Exercise details>
Answer these questions from the review of the play "Tree" below:
1. In what state is the small town where Julie Hébert grew up?
2. Who plays Mrs. Jessalyn Price?
3. What recently happened to Didi Marcantel's father?

Study text>

Growing up white in a small Louisiana town, author Julie Hébert did not suffer from the explicit racism that tormented some of her friends. Though race is the backdrop to Hébert's "Tree," the story is about far more than that. This is a testament to the power of love and family, a love so strong that it defies the stereotyped expectations of those who have come after.
Cathleen Riddley plays Mrs. Jessalyn Price, the aging mother who most of the time spews senile craziness, while Carl Lumbly is her son and caretaker Leo, a chef with aspirations to open his own restaurant. Mrs. Price and Leo live in a house in Chicago, strewn with packing boxes, where Leo's daughter JJ (Tristan Cunningham) takes care of Mrs. Price while Leo is at work.
The Price's world is turned sideways by the appearance of Didi Marcantel (Susi Damilano), whose father has died recently, leading her to the suspicion that Leo is her half-brother from her father's long-ago liaison with Mrs. Price, an unspoken story which carries conflicting connotations for Didi and the Prices.
Or so it seems. Since Didi is white and the Prices are black, many assumptions have already been made. But are they accurate? The truth can be determined only by discovering which of the elderly Mrs. Price's loony ramblings may turn out not be crazy at all.
The show drags a bit in the middle. We're not sure why they keep letting Didi into the house. The nude scene is...weird.
But these are quibbles. We have to let go when we see "Tree," because the story is about discovery, and taking chances, and being willing to investigate our fears, to open our old boxes, in order to move forward and find new meaning in life. It's a journey we all need to take.

Dataset records>
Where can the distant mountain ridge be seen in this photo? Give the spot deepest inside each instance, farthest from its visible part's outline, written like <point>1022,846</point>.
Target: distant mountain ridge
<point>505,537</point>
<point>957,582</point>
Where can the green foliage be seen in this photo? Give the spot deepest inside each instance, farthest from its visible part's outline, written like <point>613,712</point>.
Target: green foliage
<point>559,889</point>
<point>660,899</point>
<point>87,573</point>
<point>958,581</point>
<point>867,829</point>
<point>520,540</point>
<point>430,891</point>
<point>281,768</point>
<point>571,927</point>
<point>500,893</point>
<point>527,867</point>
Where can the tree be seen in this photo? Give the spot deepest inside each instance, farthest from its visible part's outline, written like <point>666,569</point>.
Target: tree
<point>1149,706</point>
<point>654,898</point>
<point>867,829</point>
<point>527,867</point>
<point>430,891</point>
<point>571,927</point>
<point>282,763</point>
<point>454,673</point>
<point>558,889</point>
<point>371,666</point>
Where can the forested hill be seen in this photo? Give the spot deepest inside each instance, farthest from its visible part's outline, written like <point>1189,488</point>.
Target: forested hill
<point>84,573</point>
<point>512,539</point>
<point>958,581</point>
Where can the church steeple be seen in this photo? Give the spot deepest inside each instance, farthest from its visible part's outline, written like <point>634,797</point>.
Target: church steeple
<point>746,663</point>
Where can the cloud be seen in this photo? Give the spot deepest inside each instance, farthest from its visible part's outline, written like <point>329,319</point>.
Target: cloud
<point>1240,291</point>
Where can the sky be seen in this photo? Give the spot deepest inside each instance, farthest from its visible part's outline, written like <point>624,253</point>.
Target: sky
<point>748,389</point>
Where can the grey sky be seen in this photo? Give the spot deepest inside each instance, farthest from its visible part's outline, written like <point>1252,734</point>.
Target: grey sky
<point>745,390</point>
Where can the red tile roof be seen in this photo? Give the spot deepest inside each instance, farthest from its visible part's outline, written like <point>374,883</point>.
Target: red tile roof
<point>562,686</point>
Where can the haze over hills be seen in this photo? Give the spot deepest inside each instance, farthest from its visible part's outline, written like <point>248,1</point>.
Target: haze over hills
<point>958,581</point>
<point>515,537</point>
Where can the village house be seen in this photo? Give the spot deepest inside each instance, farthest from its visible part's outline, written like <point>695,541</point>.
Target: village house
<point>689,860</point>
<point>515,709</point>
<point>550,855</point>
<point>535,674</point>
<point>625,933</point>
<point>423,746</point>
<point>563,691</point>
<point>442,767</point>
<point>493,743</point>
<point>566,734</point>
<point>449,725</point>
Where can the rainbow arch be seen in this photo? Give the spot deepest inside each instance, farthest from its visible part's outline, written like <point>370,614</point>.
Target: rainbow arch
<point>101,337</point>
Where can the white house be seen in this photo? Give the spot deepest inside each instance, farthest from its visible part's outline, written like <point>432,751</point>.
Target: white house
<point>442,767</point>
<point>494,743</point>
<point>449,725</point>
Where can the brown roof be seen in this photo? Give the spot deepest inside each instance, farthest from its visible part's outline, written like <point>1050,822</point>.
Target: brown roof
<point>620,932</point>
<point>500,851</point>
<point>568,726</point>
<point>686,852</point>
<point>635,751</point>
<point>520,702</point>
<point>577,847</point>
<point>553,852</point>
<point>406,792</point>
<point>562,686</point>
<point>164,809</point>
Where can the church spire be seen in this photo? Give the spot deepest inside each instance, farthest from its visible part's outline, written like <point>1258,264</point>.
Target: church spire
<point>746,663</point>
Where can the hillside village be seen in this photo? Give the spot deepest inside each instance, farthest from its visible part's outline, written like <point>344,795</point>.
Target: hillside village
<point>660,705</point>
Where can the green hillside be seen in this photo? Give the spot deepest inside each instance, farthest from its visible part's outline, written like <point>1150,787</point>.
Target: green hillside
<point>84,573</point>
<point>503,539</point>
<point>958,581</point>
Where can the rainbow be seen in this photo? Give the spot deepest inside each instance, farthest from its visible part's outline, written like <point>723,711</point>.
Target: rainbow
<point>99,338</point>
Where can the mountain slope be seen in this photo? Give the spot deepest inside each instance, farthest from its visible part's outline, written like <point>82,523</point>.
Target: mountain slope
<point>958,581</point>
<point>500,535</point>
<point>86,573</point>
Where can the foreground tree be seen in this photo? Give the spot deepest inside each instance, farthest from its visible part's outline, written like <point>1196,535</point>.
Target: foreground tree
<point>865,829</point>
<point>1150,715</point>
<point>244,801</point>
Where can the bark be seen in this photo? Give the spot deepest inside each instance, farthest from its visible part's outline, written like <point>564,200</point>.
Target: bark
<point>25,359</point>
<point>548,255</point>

Response to this exercise>
1. Louisiana
2. Cathleen Riddley
3. He died.